Page excerpt:
────

Programmatic Advertising Strategy: Stop Buying Audiences You Already Own
Programmatic advertising strategy is the structured approach to planning, buying, and optimising automated media across channels, with the goal of reaching the right audience at the right cost, at scale. Done well, it connects real business objectives to media decisions. Done poorly, it burns budget retargeting people who were already going to convert.
Most programmatic programmes sit somewhere in the middle: technically functional, commercially underwhelming. The problem is rarely the technology. It is the strategy behind it.
Key Takeaways
- Most programmatic budgets are over-indexed to retargeting and lower-funnel tactics that capture existing intent rather than create new demand.
- Audience strategy is the highest-leverage decision in programmatic. Targeting the wrong people efficiently is still a waste of money.
- Frequency management is consistently underestimated. Uncapped frequency is one of the fastest ways to destroy both budget and brand perception.
- Brand safety and supply path quality matter more than most performance dashboards suggest. Where your ad appears affects how it performs.
- Programmatic measurement requires honest approximation, not false precision. Attribution models reflect the model, not the market.
In This Article
- Why Most Programmatic Strategies Are Built Backwards
- What Audience Strategy Actually Means in Programmatic
- Supply Path and Brand Safety: The Unglamorous Decisions That Actually Matter
- Frequency Management: The Problem Nobody Wants to Talk About
- Measurement Frameworks That Do Not Lie to You
- Creative Strategy in Programmatic: The Variable That Gets Ignored
- How to Structure a Programmatic Strategy That Serves Growth
- The Uncomfortable Truth About Programmatic Efficiency
Why Most Programmatic Strategies Are Built Backwards
When I was running an agency and we onboarded a new client with a sizeable programmatic budget, the first question I always asked was: who are you trying to reach that you are not reaching today? The answer was almost always a variation of “we want to reach people who are interested in buying our product.” Which is fine, but that is not a strategy. That is a targeting brief.

────

Data excerpt:
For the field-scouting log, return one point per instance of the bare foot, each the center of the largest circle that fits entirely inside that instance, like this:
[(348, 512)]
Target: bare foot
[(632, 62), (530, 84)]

────

Directives:
1. Answer these from the programmatic advertising article:
(a) Which decision do the key takeaways call the highest-leverage one in programmatic?
(b) In the opening paragraph, what does poorly done programmatic burn budget on?
(c) In the agency anecdote, what does the writer say the client's usual answer is, rather than a strategy?
2. Continue the programmatic advertising article from where it stops.

Answers for this exercise:
1.
(a) Audience strategy.
(b) Retargeting people who were already going to convert.
(c) A targeting brief.

2.
The distinction matters because programmatic platforms are very good at finding people who look like your existing customers. They are considerably less good, without deliberate instruction, at finding people who have never considered you but should. The algorithm optimises for what you reward it for. If you reward it for conversion signals, it will find converters. It will also find people who were going to convert anyway.
This is the lower-funnel trap. Earlier in my career I overvalued performance metrics precisely because they looked so clean. Cost per acquisition, return on ad spend, conversion rate: all tidy, all attributable, all pointing in the right direction. What they were not telling me was how much of that activity was incremental. A lot of it was not. The people converting had already decided. We were just the last ad they saw before they clicked.
Think about a clothes shop. Someone who has already tried something on is far more likely to buy than someone who has never walked through the door. Retargeting the trial group relentlessly makes the numbers look good. But if you never bring new people through the door, you are managing a shrinking pool. Programmatic strategy has to account for both.
If you are working through how programmatic fits into a broader commercial plan, the Go-To-Market and Growth Strategy hub covers the full picture, from market penetration to channel sequencing.
What Audience Strategy Actually Means in Programmatic
Audience strategy in programmatic is not the same as audience targeting. Targeting is the execution layer. Strategy is the decision about which audiences to prioritise, in what order, with what message, and why.
A useful way to think about this is in three tiers:
Tier one: known audiences. These are people you have a direct data relationship with. CRM lists, site visitors, app users, past purchasers. This is your highest-confidence targeting, and your retargeting pool. The risk here is over-serving. Most brands retarget too heavily and for too long. Someone who visited your pricing page six weeks ago and did not convert has almost certainly made their decision. Continuing to serve them ads is not persuasion, it is noise.
Tier two: modelled audiences. Lookalike and contextual segments built from your first-party data or from publisher and platform signals. This is where programmatic earns its keep in growth terms, because you are reaching people who match the profile of a buyer but have not yet engaged. The quality of the seed data matters enormously here. If your CRM is full of low-value customers, your lookalike will find more of them.
Tier three: net new audiences. Broad contextual targeting, interest-based segments, or publisher-specific buys designed to reach people outside your current consideration set. This is where brand-building happens in programmatic. It is also where most performance-focused teams underinvest, because the signal-to-noise ratio is harder to read. Understanding how market penetration works makes clear why this tier cannot be ignored if growth is the actual objective.
The strategic error most brands make is treating tier one as the whole programme. It is the easiest to measure and the easiest to justify in a performance review. It is also the least likely to drive growth.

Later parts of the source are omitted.